Information provided:
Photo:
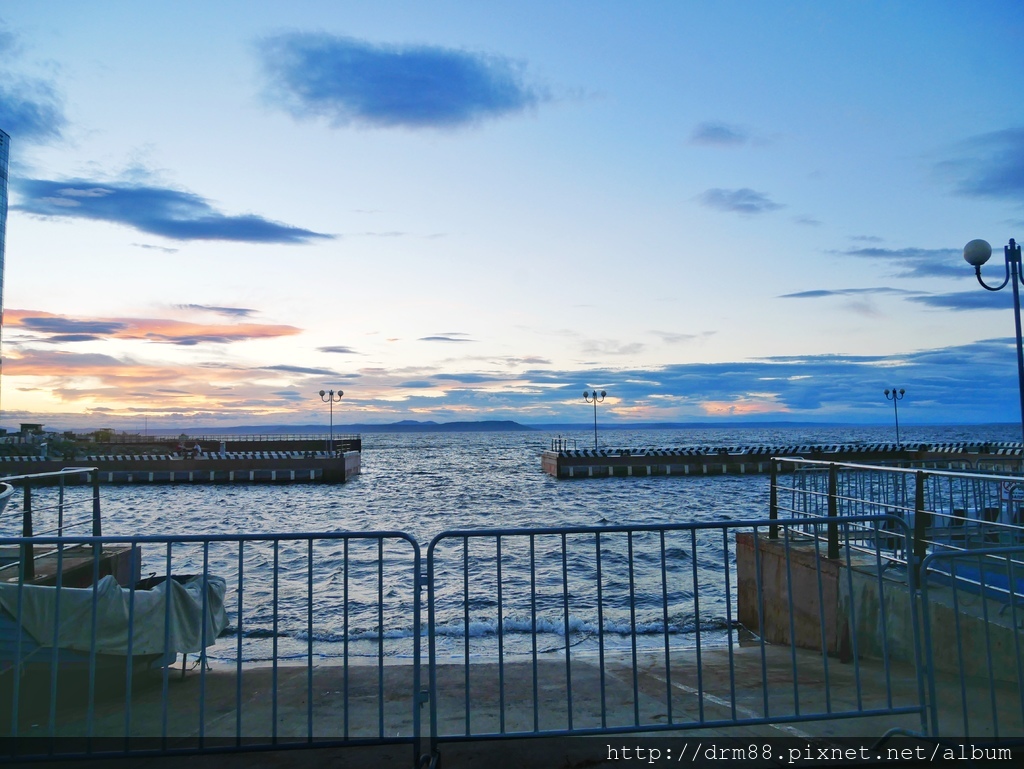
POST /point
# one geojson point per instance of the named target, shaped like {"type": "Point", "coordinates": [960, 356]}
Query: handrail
{"type": "Point", "coordinates": [30, 513]}
{"type": "Point", "coordinates": [938, 504]}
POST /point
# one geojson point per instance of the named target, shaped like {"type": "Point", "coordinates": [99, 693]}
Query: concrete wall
{"type": "Point", "coordinates": [814, 586]}
{"type": "Point", "coordinates": [870, 616]}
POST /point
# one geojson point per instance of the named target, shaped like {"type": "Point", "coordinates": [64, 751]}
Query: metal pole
{"type": "Point", "coordinates": [1013, 254]}
{"type": "Point", "coordinates": [594, 397]}
{"type": "Point", "coordinates": [833, 513]}
{"type": "Point", "coordinates": [896, 412]}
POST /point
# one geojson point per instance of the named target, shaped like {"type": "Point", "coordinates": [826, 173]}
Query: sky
{"type": "Point", "coordinates": [450, 211]}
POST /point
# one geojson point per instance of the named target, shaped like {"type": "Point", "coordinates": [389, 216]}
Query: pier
{"type": "Point", "coordinates": [869, 599]}
{"type": "Point", "coordinates": [235, 459]}
{"type": "Point", "coordinates": [562, 462]}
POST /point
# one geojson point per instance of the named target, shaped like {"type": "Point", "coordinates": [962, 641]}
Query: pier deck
{"type": "Point", "coordinates": [562, 462]}
{"type": "Point", "coordinates": [721, 692]}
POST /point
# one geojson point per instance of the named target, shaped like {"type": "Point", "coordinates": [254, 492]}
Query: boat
{"type": "Point", "coordinates": [68, 629]}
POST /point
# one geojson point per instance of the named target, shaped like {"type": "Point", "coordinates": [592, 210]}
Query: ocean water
{"type": "Point", "coordinates": [521, 595]}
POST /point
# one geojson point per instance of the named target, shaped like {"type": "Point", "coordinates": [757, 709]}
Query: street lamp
{"type": "Point", "coordinates": [328, 396]}
{"type": "Point", "coordinates": [592, 397]}
{"type": "Point", "coordinates": [896, 395]}
{"type": "Point", "coordinates": [977, 253]}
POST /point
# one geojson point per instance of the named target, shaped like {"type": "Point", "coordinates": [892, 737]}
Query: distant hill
{"type": "Point", "coordinates": [406, 425]}
{"type": "Point", "coordinates": [409, 425]}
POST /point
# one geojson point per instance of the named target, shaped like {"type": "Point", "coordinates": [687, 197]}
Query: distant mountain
{"type": "Point", "coordinates": [406, 425]}
{"type": "Point", "coordinates": [410, 425]}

The request: Tally the lines in the listing above that contain the word "Query". Reply with the number alone.

Response to the task: 11